◆ **Stated goal**:
Convert the lines starting at the one containing "of the white" and ending at the one containing "pixel 430 241", both included, into a JSON list of strings with one string per line and blank lines omitted. Leave the pictures out of the list.

◆ **Entries shown**:
● ● ● ●

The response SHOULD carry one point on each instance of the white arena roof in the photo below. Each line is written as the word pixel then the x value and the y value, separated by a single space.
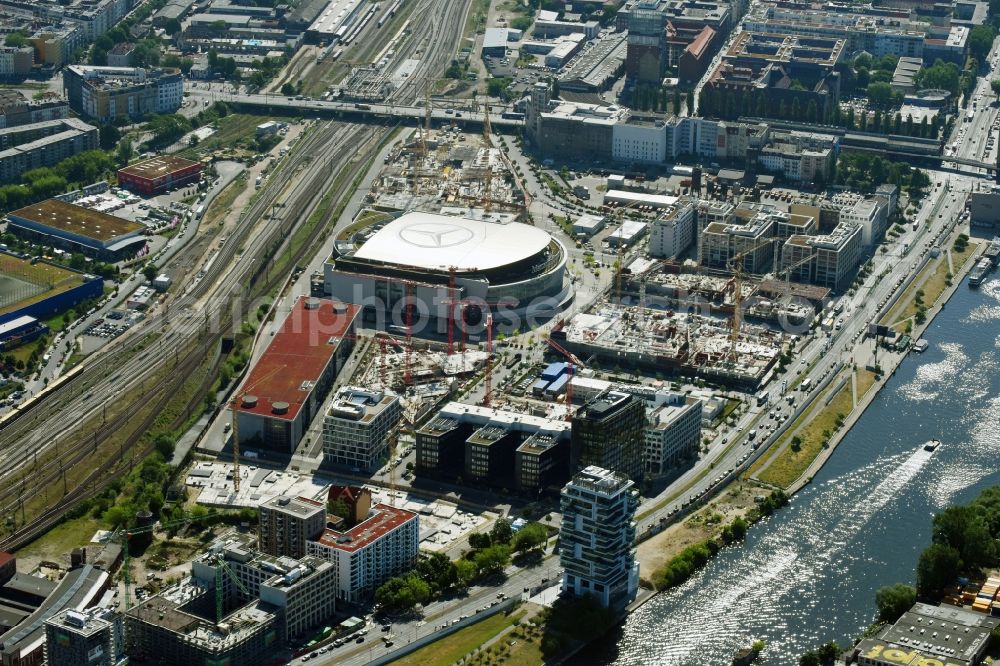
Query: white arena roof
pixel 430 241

● ● ● ●

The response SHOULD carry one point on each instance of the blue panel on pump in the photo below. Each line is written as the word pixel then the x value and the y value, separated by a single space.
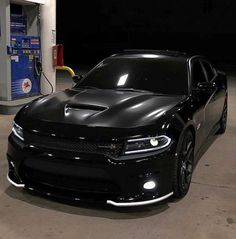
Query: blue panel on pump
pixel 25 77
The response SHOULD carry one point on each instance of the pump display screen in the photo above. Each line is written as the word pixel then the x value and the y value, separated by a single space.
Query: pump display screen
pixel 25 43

● ● ● ●

◆ **Answer below**:
[
  "The response SHOULD carry one point on each instance of the white arena roof in the photo below. Each line is written as the word pixel then the x value and the y value, separated by a single space.",
  "Query: white arena roof",
  "pixel 430 241"
]